⟨
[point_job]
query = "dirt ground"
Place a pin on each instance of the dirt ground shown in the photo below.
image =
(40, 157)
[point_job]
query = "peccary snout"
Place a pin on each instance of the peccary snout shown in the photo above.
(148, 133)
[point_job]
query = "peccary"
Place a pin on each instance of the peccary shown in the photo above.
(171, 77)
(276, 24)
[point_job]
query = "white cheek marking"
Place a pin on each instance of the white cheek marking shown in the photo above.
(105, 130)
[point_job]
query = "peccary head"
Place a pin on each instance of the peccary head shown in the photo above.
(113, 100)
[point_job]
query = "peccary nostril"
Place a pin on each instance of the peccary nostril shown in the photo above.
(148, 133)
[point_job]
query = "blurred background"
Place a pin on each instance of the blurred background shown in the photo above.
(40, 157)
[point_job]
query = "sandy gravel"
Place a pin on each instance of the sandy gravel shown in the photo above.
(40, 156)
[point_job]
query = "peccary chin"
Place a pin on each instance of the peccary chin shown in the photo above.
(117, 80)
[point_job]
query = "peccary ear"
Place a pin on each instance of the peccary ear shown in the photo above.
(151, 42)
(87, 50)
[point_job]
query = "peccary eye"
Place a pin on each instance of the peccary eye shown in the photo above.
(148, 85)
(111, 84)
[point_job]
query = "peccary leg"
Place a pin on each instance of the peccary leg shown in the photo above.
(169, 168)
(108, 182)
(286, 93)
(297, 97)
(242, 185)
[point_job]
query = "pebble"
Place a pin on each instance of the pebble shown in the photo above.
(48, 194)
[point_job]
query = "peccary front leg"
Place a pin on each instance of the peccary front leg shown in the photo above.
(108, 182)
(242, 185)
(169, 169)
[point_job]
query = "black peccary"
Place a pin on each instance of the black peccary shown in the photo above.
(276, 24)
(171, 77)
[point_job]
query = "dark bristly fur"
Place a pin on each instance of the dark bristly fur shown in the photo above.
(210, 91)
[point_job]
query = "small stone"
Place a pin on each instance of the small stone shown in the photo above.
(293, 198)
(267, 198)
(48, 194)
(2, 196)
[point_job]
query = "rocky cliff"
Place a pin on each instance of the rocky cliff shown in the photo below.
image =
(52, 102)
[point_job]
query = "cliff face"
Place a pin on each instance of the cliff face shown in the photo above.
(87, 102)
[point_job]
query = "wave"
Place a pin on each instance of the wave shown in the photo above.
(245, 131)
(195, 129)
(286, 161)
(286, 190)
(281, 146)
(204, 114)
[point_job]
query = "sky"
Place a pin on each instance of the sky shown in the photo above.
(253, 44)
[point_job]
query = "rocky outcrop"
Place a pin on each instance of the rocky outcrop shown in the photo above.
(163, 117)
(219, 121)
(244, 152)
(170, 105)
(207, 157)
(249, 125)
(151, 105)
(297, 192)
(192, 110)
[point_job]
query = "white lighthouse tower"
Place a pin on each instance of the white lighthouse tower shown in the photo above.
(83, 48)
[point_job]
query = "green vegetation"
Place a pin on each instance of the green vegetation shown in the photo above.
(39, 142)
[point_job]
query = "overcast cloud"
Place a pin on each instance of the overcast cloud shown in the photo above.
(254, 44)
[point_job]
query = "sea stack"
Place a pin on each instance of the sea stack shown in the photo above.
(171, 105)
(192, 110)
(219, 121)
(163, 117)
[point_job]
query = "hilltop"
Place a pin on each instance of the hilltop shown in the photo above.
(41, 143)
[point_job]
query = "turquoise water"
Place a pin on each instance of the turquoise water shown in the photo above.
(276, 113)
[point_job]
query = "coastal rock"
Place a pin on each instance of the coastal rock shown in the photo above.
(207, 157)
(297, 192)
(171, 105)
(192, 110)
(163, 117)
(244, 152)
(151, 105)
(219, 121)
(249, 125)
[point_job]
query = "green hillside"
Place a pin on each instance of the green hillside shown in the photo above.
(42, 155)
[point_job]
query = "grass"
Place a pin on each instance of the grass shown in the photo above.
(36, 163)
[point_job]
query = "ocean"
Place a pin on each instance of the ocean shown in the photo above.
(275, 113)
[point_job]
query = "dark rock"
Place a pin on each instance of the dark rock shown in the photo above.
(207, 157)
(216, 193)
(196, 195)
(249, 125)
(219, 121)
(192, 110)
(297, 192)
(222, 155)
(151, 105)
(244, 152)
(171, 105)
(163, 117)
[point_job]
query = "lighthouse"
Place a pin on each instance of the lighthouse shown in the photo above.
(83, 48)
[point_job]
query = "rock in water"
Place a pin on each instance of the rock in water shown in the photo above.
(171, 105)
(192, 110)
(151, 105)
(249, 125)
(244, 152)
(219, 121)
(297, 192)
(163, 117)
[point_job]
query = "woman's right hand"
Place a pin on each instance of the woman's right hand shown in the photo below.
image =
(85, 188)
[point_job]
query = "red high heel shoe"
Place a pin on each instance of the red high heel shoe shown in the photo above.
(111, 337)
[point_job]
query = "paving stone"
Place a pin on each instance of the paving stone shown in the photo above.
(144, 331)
⟩
» WHAT IS ASKED:
Everything in the listing above should be restated exactly.

» SOLUTION FOR THIS PROBLEM:
[point_job]
query = "dirt ground"
Place a pin on each instance of the dirt ground shown in the photo below.
image =
(40, 157)
[point_job]
query = "peccary snout"
Place a pin on each instance of the peccary snout shown in the photo above.
(148, 133)
[point_job]
query = "peccary"
Place a pin on each instance of the peccary shown in the photo above.
(171, 77)
(276, 24)
[point_job]
query = "white cheek marking"
Place a pin on each instance of the white cheek marking shown in the photo above.
(105, 130)
[point_job]
query = "peccary head"
Place a pin on each instance of the peccary head shown in the photo above.
(113, 100)
[point_job]
query = "peccary nostril"
Place a pin on each instance of the peccary nostril shown in the photo above.
(148, 133)
[point_job]
query = "blurred background"
Place a pin on each instance of the blurred background shown in the photo above.
(40, 157)
[point_job]
query = "sandy gravel"
Place a pin on each instance of the sandy gravel shown in the photo above.
(40, 156)
[point_job]
query = "peccary chin"
Place a pin on each instance of the peccary chin shown in the photo above.
(117, 80)
[point_job]
query = "peccary ear"
Place a pin on each instance of the peccary ear shown in the photo above.
(151, 42)
(87, 50)
[point_job]
query = "peccary eye"
Place a pin on each instance of the peccary eye shown in the photo above.
(148, 85)
(111, 84)
[point_job]
query = "peccary leg"
Place a pin on each instance of the peccary leg shown in the photo above.
(169, 168)
(108, 182)
(286, 93)
(297, 97)
(242, 185)
[point_job]
query = "pebble"
Place a pin on each instance of the pebble shown in the photo above.
(48, 194)
[point_job]
query = "peccary front leg"
Place a pin on each instance of the peccary front leg shown in the photo above.
(108, 182)
(242, 185)
(169, 169)
[point_job]
query = "black peccary"
Place a pin on each instance of the black peccary shown in the photo above.
(276, 24)
(171, 77)
[point_job]
query = "dark bristly fur"
Place a pin on each instance of the dark bristly fur shown in the photo above.
(210, 91)
[point_job]
query = "small stone"
Place a pin on each instance of the small stone shown in the photo above.
(293, 198)
(267, 198)
(48, 194)
(2, 196)
[point_job]
query = "rocky cliff"
Place a pin on each instance of the rocky cliff shown in the photo below.
image =
(52, 102)
[point_job]
query = "cliff face"
Place a pin on each instance of the cliff face shown in the photo above.
(87, 102)
[point_job]
query = "wave"
Place a pin on each instance of the wave shown in the photo above.
(245, 131)
(195, 129)
(286, 161)
(286, 190)
(281, 146)
(204, 114)
[point_job]
query = "sky"
Place a pin on each instance of the sky shown in the photo above.
(253, 44)
[point_job]
query = "rocky outcrop"
Place a pin on each instance of the rocky outcrop shown in the photo above.
(163, 117)
(219, 121)
(244, 152)
(170, 105)
(207, 157)
(249, 125)
(151, 105)
(297, 192)
(192, 110)
[point_job]
query = "white lighthouse tower"
Place a pin on each instance of the white lighthouse tower shown in the photo above.
(83, 48)
[point_job]
query = "green vegetation"
Place a pin on each instance of the green vegetation shown in the photo above.
(39, 142)
[point_job]
query = "overcast cloud"
Place a pin on each instance of the overcast cloud shown in the photo above.
(254, 44)
[point_job]
query = "sea stack"
Place a pin on each instance of the sea stack shown in the photo above.
(171, 105)
(192, 110)
(219, 121)
(163, 117)
[point_job]
query = "hilltop"
Place a pin on each instance of the hilltop shown in the photo above.
(41, 143)
[point_job]
query = "turquoise water"
Place a pin on each instance of the turquoise water shown in the photo above.
(276, 113)
[point_job]
query = "coastal rock"
Place a pin on each instance of the coastal rock shown in the photo above.
(207, 157)
(297, 192)
(171, 105)
(192, 110)
(163, 117)
(244, 152)
(151, 105)
(219, 121)
(249, 125)
[point_job]
query = "green hillside"
Place a pin on each instance of the green hillside shown in the photo above.
(42, 155)
[point_job]
query = "grass"
Place a pin on each instance of the grass shown in the photo above.
(36, 163)
[point_job]
query = "ocean"
Place a pin on each instance of the ocean shown in the photo above.
(275, 113)
[point_job]
query = "dark rock"
Place a pin on each instance of the dark rock shown in the photo above.
(207, 157)
(216, 193)
(196, 195)
(249, 125)
(219, 121)
(192, 110)
(297, 192)
(222, 155)
(151, 105)
(244, 152)
(171, 105)
(163, 117)
[point_job]
query = "lighthouse"
Place a pin on each instance of the lighthouse shown in the photo above.
(83, 48)
[point_job]
query = "rock in water"
Place a pin on each instance of the rock in water shown in the photo above.
(171, 105)
(192, 110)
(151, 105)
(249, 125)
(244, 152)
(219, 121)
(297, 192)
(163, 117)
[point_job]
query = "woman's right hand"
Place a pin on each instance of the woman's right hand shown in the photo below.
image =
(85, 188)
[point_job]
query = "red high heel shoe"
Place a pin on each instance of the red high heel shoe shown in the photo above.
(111, 337)
[point_job]
query = "paving stone"
Place a pin on each instance of the paving stone shown in the photo above.
(144, 331)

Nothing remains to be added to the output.